* Begin EXERCISE INPUTS *

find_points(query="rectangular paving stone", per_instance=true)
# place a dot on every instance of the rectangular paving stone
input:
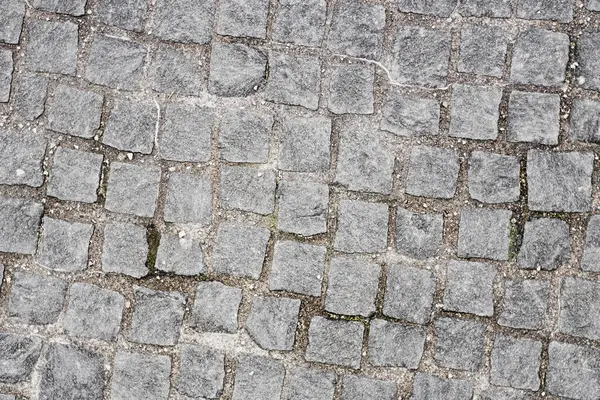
(36, 299)
(19, 223)
(21, 158)
(559, 182)
(93, 312)
(335, 342)
(75, 175)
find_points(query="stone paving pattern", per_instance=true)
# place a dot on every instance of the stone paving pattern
(299, 199)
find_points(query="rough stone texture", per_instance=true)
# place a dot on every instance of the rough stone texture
(21, 157)
(533, 117)
(352, 286)
(494, 178)
(294, 80)
(297, 268)
(482, 48)
(362, 227)
(395, 345)
(546, 244)
(132, 189)
(189, 199)
(272, 322)
(140, 376)
(579, 306)
(157, 316)
(300, 22)
(469, 288)
(236, 70)
(559, 182)
(303, 207)
(335, 342)
(125, 249)
(72, 372)
(20, 221)
(357, 29)
(216, 308)
(460, 344)
(432, 172)
(420, 56)
(75, 175)
(36, 299)
(240, 250)
(484, 233)
(516, 363)
(94, 312)
(115, 62)
(525, 304)
(475, 112)
(540, 57)
(248, 189)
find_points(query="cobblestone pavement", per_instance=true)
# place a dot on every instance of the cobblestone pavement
(299, 199)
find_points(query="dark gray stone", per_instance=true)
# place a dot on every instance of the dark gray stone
(94, 312)
(335, 342)
(459, 344)
(272, 322)
(362, 227)
(36, 299)
(216, 308)
(432, 172)
(395, 345)
(125, 249)
(560, 182)
(409, 293)
(469, 288)
(352, 286)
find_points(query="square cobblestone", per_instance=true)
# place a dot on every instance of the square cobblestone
(189, 199)
(516, 363)
(36, 299)
(432, 172)
(245, 136)
(157, 316)
(94, 312)
(303, 207)
(357, 29)
(533, 117)
(475, 112)
(240, 250)
(352, 286)
(460, 344)
(484, 233)
(395, 345)
(294, 80)
(362, 227)
(216, 308)
(335, 342)
(409, 293)
(525, 304)
(125, 249)
(64, 245)
(469, 288)
(248, 189)
(494, 178)
(297, 268)
(132, 189)
(559, 182)
(272, 322)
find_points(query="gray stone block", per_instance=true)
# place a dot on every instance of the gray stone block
(36, 299)
(94, 312)
(469, 288)
(559, 182)
(335, 342)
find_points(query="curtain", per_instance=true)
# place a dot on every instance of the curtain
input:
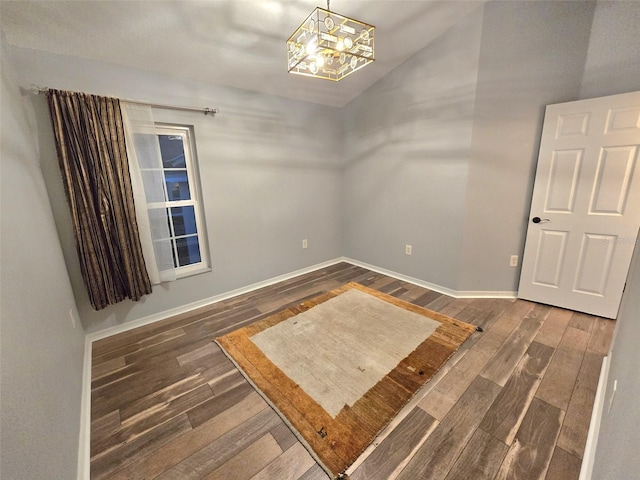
(93, 160)
(149, 189)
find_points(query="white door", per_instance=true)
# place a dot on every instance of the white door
(585, 209)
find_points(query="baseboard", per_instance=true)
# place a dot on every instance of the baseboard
(594, 425)
(433, 286)
(85, 421)
(108, 332)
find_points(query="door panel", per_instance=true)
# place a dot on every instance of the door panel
(587, 199)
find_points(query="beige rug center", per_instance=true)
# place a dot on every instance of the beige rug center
(341, 348)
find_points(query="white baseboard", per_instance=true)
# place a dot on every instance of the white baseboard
(85, 421)
(594, 425)
(433, 286)
(108, 332)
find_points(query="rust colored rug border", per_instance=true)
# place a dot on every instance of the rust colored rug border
(337, 442)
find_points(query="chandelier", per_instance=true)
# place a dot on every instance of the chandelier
(330, 46)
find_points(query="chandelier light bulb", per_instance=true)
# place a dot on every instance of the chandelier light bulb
(330, 46)
(312, 47)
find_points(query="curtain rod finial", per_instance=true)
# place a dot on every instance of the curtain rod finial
(36, 90)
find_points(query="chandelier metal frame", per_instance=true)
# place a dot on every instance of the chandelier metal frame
(330, 46)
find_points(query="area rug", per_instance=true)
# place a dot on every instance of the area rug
(338, 368)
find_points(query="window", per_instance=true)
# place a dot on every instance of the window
(182, 206)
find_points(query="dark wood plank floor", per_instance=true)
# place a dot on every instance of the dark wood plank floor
(514, 402)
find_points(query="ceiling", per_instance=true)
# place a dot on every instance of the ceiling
(239, 43)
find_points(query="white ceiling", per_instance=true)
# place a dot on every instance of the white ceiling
(239, 43)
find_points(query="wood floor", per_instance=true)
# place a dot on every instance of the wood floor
(513, 403)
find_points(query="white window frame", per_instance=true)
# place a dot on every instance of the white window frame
(193, 177)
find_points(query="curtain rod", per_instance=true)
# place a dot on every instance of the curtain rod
(206, 110)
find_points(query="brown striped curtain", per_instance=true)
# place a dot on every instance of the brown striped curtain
(93, 161)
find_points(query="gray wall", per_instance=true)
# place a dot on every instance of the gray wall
(613, 60)
(613, 66)
(440, 153)
(407, 145)
(616, 454)
(41, 353)
(269, 170)
(532, 54)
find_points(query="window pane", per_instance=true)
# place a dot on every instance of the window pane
(188, 250)
(184, 220)
(158, 221)
(172, 151)
(152, 181)
(177, 185)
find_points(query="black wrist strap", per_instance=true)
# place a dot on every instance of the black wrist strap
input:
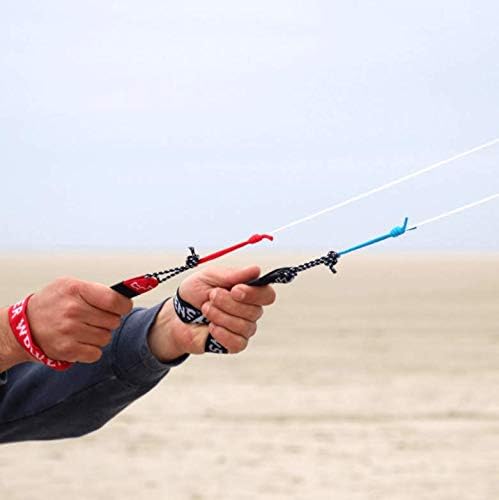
(192, 315)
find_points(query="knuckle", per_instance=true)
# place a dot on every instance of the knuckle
(251, 330)
(67, 326)
(214, 314)
(239, 344)
(71, 285)
(65, 351)
(114, 323)
(258, 313)
(72, 310)
(105, 339)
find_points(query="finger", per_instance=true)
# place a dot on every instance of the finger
(102, 297)
(232, 342)
(236, 325)
(224, 301)
(93, 336)
(86, 354)
(259, 296)
(228, 277)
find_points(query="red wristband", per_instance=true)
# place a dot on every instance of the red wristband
(19, 324)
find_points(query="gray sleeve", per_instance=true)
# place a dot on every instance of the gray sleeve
(37, 403)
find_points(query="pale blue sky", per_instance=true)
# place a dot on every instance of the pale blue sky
(159, 124)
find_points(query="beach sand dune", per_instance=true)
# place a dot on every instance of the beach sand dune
(381, 382)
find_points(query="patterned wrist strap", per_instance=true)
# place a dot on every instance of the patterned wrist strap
(19, 325)
(192, 315)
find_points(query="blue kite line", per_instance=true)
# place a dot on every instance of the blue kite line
(394, 233)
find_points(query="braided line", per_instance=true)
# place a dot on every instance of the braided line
(190, 263)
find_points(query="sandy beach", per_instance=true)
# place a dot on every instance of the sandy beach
(381, 382)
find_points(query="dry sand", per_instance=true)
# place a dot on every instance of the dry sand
(379, 383)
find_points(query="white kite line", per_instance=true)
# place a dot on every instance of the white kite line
(455, 211)
(388, 185)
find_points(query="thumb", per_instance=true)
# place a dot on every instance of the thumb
(228, 277)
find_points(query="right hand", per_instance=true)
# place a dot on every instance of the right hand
(72, 320)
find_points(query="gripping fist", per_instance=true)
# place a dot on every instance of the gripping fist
(232, 308)
(72, 320)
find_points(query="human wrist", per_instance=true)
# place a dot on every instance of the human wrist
(161, 338)
(11, 353)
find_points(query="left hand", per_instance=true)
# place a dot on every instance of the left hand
(232, 308)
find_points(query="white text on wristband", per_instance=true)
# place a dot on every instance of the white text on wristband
(19, 324)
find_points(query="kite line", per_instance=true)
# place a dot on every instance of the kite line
(190, 314)
(388, 185)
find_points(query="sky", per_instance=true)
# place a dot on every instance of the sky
(154, 125)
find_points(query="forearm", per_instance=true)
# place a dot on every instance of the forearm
(38, 403)
(11, 353)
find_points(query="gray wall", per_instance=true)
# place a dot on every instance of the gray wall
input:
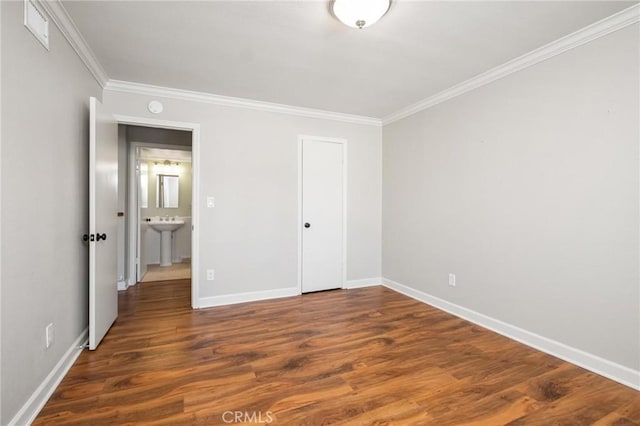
(44, 214)
(527, 190)
(249, 164)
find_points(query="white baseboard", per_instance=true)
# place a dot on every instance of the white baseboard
(366, 282)
(39, 398)
(596, 364)
(230, 299)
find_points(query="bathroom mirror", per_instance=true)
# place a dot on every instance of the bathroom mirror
(167, 193)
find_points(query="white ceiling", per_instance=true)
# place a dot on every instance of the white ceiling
(297, 53)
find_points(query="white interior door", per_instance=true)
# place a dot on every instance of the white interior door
(103, 224)
(322, 215)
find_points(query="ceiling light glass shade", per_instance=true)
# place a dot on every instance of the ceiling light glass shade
(360, 13)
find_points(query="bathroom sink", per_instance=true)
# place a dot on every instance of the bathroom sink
(164, 225)
(166, 228)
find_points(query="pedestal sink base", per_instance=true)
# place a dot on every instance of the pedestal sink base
(165, 248)
(166, 228)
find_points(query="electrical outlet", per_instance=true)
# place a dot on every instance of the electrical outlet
(452, 280)
(48, 333)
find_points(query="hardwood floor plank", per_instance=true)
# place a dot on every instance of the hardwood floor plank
(351, 357)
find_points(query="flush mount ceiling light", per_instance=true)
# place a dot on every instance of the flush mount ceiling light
(360, 13)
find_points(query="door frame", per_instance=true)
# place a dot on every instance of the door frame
(345, 162)
(194, 128)
(134, 203)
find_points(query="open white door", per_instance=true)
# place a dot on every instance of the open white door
(103, 224)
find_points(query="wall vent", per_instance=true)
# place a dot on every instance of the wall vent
(37, 22)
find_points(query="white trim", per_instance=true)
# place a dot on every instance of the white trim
(195, 187)
(254, 296)
(594, 363)
(589, 33)
(67, 27)
(37, 5)
(345, 170)
(366, 282)
(29, 411)
(209, 98)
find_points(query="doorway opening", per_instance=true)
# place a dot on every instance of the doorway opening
(157, 187)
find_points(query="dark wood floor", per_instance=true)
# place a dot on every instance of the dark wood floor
(353, 357)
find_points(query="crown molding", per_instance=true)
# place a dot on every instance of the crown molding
(188, 95)
(585, 35)
(67, 27)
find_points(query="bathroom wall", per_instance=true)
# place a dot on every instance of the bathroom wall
(184, 202)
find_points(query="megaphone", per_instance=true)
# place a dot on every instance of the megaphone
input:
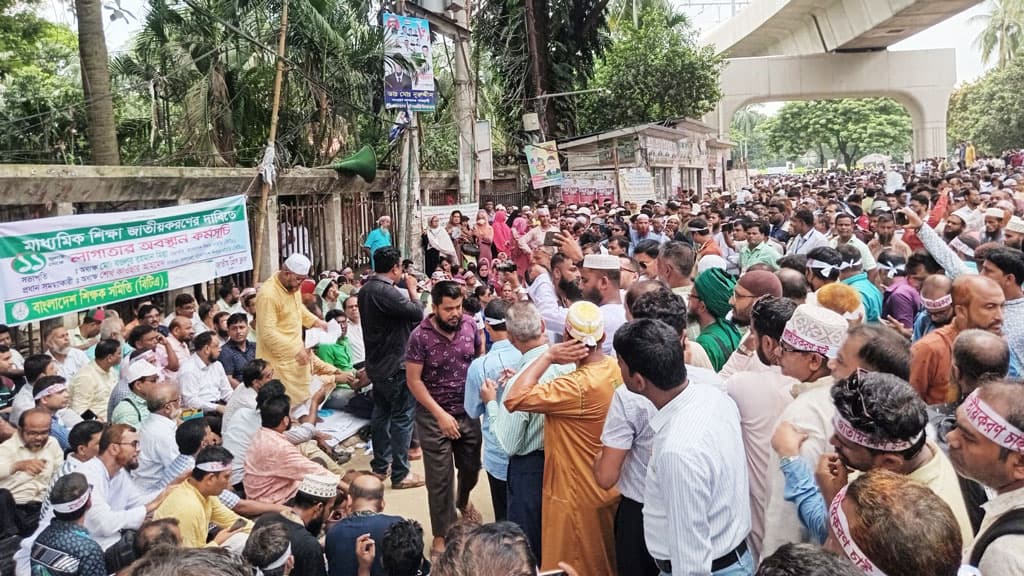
(363, 164)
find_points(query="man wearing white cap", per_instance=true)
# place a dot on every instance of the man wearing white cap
(599, 284)
(812, 337)
(304, 521)
(574, 407)
(280, 320)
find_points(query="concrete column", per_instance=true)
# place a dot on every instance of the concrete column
(332, 228)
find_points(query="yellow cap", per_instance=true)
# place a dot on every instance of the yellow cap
(585, 323)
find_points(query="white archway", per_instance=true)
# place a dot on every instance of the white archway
(921, 80)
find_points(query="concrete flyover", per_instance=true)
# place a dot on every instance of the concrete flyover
(921, 80)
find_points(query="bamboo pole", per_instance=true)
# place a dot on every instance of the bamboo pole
(265, 188)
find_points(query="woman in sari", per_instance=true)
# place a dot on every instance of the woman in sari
(436, 243)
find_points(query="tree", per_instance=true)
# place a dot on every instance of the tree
(988, 112)
(1004, 31)
(96, 82)
(848, 128)
(654, 72)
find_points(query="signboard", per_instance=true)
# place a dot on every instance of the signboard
(586, 187)
(52, 266)
(636, 184)
(544, 167)
(409, 68)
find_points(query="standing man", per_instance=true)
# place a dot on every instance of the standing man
(280, 319)
(440, 350)
(491, 367)
(695, 521)
(378, 238)
(599, 284)
(388, 315)
(573, 406)
(986, 447)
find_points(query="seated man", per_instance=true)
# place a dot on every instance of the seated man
(196, 505)
(274, 466)
(28, 462)
(366, 503)
(66, 543)
(133, 409)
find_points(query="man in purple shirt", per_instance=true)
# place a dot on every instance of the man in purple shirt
(439, 353)
(900, 300)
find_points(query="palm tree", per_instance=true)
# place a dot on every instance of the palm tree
(96, 83)
(1004, 31)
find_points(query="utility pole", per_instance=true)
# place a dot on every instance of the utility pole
(465, 111)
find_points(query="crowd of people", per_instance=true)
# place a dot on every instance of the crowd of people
(818, 374)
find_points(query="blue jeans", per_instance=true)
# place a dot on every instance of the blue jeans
(742, 567)
(391, 426)
(525, 493)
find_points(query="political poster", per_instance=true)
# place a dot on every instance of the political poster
(409, 68)
(581, 187)
(544, 167)
(52, 266)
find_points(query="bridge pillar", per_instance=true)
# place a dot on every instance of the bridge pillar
(921, 80)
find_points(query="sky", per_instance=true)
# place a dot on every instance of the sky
(956, 32)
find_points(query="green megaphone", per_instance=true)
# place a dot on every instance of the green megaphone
(363, 164)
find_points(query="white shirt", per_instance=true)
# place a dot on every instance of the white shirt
(75, 361)
(203, 384)
(355, 344)
(157, 449)
(695, 499)
(117, 503)
(614, 316)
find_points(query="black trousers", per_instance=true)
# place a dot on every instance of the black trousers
(499, 497)
(631, 549)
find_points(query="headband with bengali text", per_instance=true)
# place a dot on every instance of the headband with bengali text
(841, 528)
(990, 424)
(847, 430)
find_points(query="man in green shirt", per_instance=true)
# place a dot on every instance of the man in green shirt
(757, 251)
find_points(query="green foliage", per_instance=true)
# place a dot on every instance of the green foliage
(847, 128)
(651, 73)
(988, 112)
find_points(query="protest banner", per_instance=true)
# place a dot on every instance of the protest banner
(409, 67)
(52, 266)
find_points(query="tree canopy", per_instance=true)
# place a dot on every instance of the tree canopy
(846, 129)
(653, 72)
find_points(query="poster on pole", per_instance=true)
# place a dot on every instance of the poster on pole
(58, 265)
(584, 187)
(544, 167)
(409, 68)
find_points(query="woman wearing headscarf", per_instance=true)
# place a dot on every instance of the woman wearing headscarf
(436, 243)
(483, 233)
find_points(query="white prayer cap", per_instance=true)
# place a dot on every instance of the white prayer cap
(297, 263)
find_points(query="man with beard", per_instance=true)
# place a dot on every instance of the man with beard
(304, 521)
(994, 457)
(879, 423)
(977, 303)
(1014, 233)
(599, 284)
(886, 239)
(752, 286)
(204, 383)
(440, 350)
(117, 501)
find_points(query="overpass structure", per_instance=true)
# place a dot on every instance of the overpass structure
(815, 49)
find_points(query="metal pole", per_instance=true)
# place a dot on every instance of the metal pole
(265, 188)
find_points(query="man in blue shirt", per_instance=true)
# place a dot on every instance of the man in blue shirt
(478, 392)
(380, 237)
(366, 500)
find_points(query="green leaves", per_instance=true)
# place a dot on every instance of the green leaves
(651, 73)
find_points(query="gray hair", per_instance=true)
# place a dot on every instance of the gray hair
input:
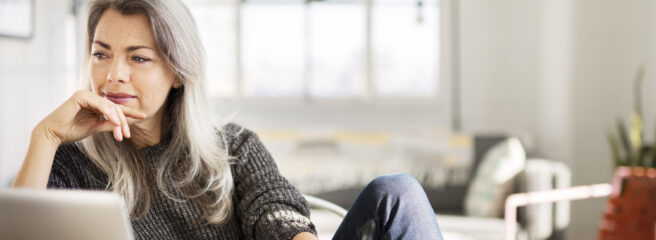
(196, 162)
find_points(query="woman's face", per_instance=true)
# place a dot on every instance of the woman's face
(126, 67)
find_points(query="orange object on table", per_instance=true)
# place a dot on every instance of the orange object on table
(630, 212)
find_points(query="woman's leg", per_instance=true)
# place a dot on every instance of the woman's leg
(390, 207)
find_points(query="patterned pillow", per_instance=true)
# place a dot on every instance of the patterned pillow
(494, 177)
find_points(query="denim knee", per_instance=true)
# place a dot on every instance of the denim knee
(395, 185)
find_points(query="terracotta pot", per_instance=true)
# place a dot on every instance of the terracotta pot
(631, 209)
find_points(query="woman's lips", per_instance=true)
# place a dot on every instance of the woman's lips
(119, 98)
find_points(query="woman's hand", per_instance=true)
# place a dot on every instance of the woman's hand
(86, 113)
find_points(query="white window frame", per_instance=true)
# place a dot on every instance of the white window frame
(414, 109)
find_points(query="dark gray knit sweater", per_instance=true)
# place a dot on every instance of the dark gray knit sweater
(266, 206)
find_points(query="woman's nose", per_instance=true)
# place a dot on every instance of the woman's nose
(119, 72)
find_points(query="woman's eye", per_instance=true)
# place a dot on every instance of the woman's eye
(99, 55)
(140, 59)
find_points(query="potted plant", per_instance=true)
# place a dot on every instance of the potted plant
(630, 212)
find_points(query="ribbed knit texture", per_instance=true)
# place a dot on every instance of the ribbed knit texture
(266, 206)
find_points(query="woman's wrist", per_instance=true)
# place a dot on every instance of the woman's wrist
(44, 135)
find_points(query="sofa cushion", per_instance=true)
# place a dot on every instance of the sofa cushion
(493, 180)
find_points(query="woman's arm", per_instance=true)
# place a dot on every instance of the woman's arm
(269, 206)
(75, 119)
(35, 170)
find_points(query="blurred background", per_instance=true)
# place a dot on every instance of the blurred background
(342, 91)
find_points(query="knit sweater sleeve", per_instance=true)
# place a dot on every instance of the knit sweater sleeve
(269, 206)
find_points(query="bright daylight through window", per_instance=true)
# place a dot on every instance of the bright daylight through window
(334, 49)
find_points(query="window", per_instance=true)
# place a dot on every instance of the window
(331, 49)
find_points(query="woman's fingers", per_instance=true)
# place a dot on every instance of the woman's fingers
(94, 102)
(124, 123)
(129, 112)
(116, 114)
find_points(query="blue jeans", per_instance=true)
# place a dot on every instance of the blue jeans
(390, 207)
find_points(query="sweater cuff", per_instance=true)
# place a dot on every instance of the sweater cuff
(283, 224)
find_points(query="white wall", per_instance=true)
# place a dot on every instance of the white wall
(499, 66)
(559, 73)
(32, 82)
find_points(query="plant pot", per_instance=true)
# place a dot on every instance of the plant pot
(630, 212)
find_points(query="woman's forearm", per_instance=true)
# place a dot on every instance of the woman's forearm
(35, 170)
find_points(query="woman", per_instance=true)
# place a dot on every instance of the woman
(141, 130)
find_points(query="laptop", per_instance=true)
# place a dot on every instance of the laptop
(63, 214)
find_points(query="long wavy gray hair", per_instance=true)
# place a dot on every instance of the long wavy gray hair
(195, 162)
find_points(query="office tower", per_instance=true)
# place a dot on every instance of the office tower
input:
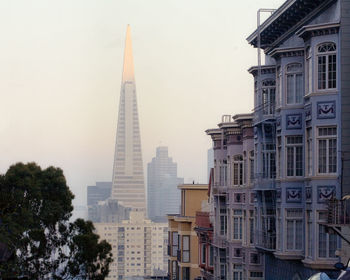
(210, 159)
(128, 183)
(162, 181)
(138, 245)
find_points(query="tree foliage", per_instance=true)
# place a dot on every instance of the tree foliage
(35, 207)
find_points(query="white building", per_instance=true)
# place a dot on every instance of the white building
(139, 246)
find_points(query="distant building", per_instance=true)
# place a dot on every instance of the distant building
(210, 159)
(183, 240)
(95, 196)
(139, 247)
(101, 191)
(162, 181)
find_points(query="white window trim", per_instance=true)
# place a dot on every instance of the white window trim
(294, 73)
(327, 159)
(317, 54)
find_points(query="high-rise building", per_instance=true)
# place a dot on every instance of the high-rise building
(162, 181)
(127, 181)
(139, 247)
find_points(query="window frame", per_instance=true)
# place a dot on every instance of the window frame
(294, 74)
(327, 55)
(328, 139)
(294, 147)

* End EXERCISE INPUTS *

SET EXERCISE:
State the number of lines in the listing that contain the string "canopy", where only matches in the same letter case count. Reply with the number alone.

WRITTEN ANSWER:
2